* Work to do
[A] List the factors that the suppression court may consider when assessing an identification's reliability, according to the eyewitness identification passage.
[B] In the eyewitness identification passage, what did the Supreme Court in Manson v. Brathwaite call the linchpin in determining the admissibility of identification testimony?
[C] Duplicate a section of the eyewitness identification passage, starting at "(i) the opportunity" and ending at "the procedure’s suggestiveness.".

* Text shown

The majority opinion in Small restated the current framework for addressing eyewitness identification. It stated that:

“When assessing an identification’s reliability, among the factors that the suppression court may consider are:

(i) the opportunity of the witness to view the criminal at the time of the crime;

(ii) the witness’ degree of attention;

(ii) the accuracy of the witness’ prior description of the criminal;

(iv) the level of certainty demonstrated by the witness at the confrontation; and

(v) the length of time between the crime and the confrontation.

The critical inquiry is “whether under the ‘totality of the circumstances’ the identification is reliable even though the confrontation procedure was suggestive.”

The identification’s reliability must be weighed in light of the procedure’s suggestiveness.

The Supreme Court in Manson v. Brathwaite, 432 U.S. 98, 114, 97 S. Ct. 2243, 2253, 53 L. Ed. 2d 140 (1977) concluded “that reliability is the linchpin in determining the admissibility of identification testimony for both pre- and post-Stovall confrontations. The factors to be considered are set out in Neil v. Biggers, 409 U.S. 188, 199-200, 93 S. Ct. 375, 382, 34 L.Ed.2d 401 (1972). These include the opportunity of the witness to view the criminal at the time of the crime, the witness’ degree of attention, the accuracy of his prior description of the criminal, the level of certainty demonstrated at the confrontation, and the time between the crime and the confrontation. Against these factors is to be weighed the corrupting effect of the suggestive identification itself.

Judge Barbera calls for a review as to whether reliance upon the Mason factors is still appropriate, noting that “[t]he rapidly expanding body of social science research exposes the frailty of the Mason factors for eyewitness identification reliability.”

The New Jersey Supreme Court’s decision in State v. Henderson, 27 A.3d 872, 886 (N.J. 2011) is extensively discussed by Judge Barbera and cited as an example of a court leading the way in departing from long-held judicial assumptions regarding eyewitness identifications.

* Recorded data
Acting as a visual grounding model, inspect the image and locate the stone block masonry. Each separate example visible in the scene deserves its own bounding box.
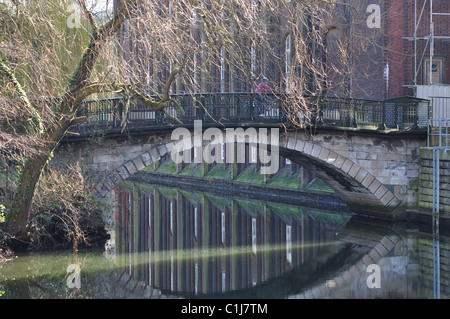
[419,147,450,213]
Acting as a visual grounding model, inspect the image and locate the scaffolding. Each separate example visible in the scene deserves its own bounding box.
[404,0,450,88]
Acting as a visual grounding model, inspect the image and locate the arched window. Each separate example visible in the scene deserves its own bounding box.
[285,34,292,94]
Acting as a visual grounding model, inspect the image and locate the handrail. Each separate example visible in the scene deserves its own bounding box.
[71,92,429,134]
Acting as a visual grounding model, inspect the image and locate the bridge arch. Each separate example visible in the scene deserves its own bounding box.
[91,127,421,218]
[280,136,401,217]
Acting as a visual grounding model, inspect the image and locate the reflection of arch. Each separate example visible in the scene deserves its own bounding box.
[289,216,402,299]
[97,135,401,217]
[176,216,401,299]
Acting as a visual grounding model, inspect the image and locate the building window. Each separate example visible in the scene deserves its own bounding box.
[423,57,445,85]
[285,34,292,94]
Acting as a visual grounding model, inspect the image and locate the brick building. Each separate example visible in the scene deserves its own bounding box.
[115,0,450,99]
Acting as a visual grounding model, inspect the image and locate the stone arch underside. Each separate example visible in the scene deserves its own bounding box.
[97,131,402,218]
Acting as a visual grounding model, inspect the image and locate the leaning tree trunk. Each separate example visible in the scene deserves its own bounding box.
[6,0,139,239]
[6,119,72,240]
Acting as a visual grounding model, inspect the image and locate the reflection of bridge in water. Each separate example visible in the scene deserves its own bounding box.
[81,182,450,299]
[59,93,428,218]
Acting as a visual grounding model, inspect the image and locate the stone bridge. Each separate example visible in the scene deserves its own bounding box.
[60,123,426,218]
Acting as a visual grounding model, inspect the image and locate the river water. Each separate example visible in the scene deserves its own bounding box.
[0,183,450,299]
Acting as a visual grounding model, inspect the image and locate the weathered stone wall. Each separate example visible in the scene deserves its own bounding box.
[419,147,450,214]
[61,130,426,217]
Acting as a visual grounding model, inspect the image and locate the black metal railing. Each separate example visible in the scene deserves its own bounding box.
[71,93,429,134]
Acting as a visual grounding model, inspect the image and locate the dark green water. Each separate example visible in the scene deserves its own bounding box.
[0,183,450,299]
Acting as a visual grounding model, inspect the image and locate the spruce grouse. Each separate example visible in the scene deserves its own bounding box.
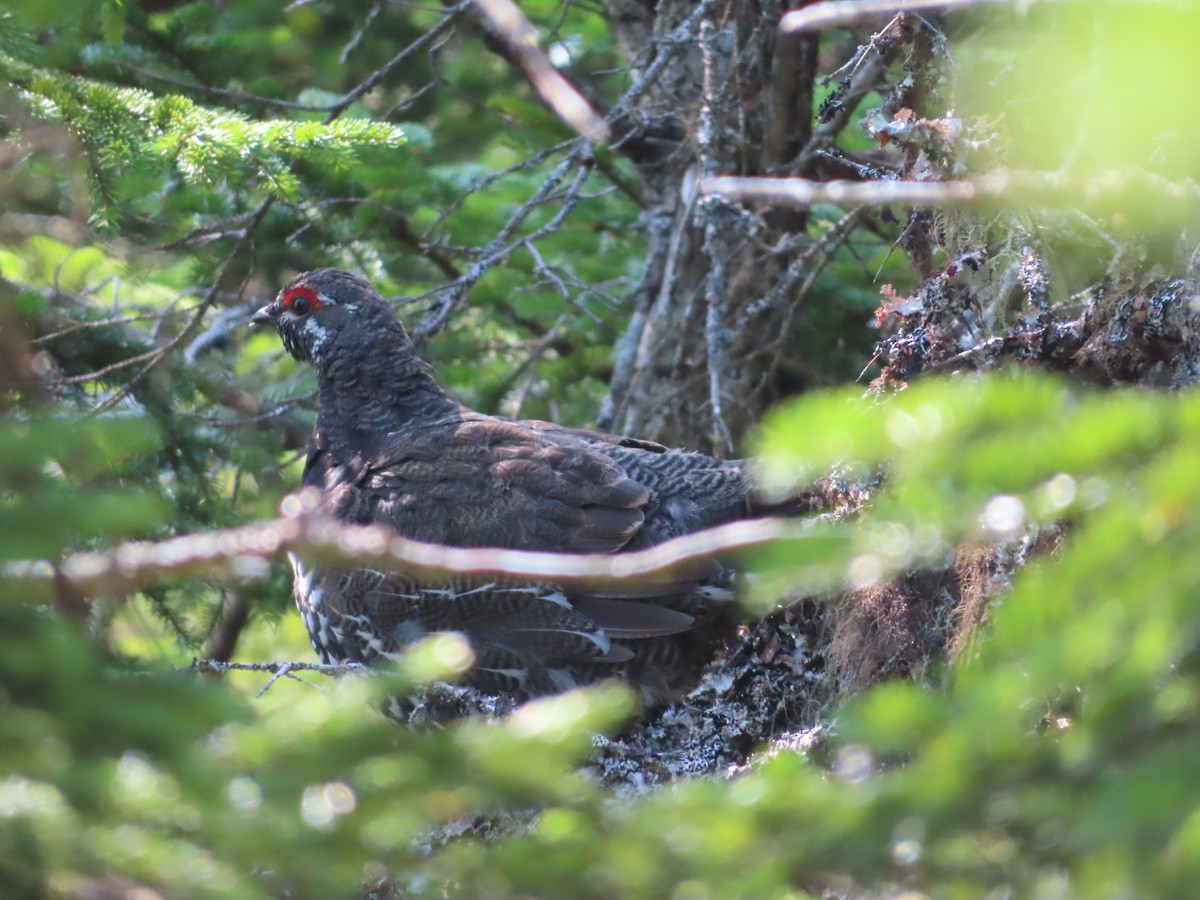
[251,269,787,706]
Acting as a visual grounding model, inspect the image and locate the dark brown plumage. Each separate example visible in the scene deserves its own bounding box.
[252,269,777,704]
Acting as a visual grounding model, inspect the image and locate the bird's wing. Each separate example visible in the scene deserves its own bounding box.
[354,415,649,553]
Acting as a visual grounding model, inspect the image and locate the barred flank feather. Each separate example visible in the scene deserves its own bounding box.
[253,269,796,704]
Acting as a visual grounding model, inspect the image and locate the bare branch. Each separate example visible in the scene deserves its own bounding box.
[5,490,826,596]
[701,170,1200,206]
[463,0,608,144]
[779,0,1189,32]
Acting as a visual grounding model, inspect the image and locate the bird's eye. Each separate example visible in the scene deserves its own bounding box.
[283,287,322,317]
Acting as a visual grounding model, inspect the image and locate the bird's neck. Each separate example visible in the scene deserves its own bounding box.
[317,343,458,456]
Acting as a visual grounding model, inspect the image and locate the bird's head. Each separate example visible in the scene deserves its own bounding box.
[250,269,408,370]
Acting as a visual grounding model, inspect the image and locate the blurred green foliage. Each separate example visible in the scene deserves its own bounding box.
[11,373,1200,898]
[0,0,1200,898]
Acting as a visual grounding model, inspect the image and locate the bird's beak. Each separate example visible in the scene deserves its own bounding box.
[250,304,276,328]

* Solution set
[A]
- The opportunity of the witness to view the criminal at the time of the crime
- The witness' degree of attention
- The accuracy of the witness' prior description of the criminal
- The level of certainty demonstrated by the witness at the confrontation
- The length of time between the crime and the confrontation

[B] Reliability

[C]
(i) the opportunity of the witness to view the criminal at the time of the crime;

(ii) the witness’ degree of attention;

(ii) the accuracy of the witness’ prior description of the criminal;

(iv) the level of certainty demonstrated by the witness at the confrontation; and

(v) the length of time between the crime and the confrontation.

The critical inquiry is “whether under the ‘totality of the circumstances’ the identification is reliable even though the confrontation procedure was suggestive.”

The identification’s reliability must be weighed in light of the procedure’s suggestiveness.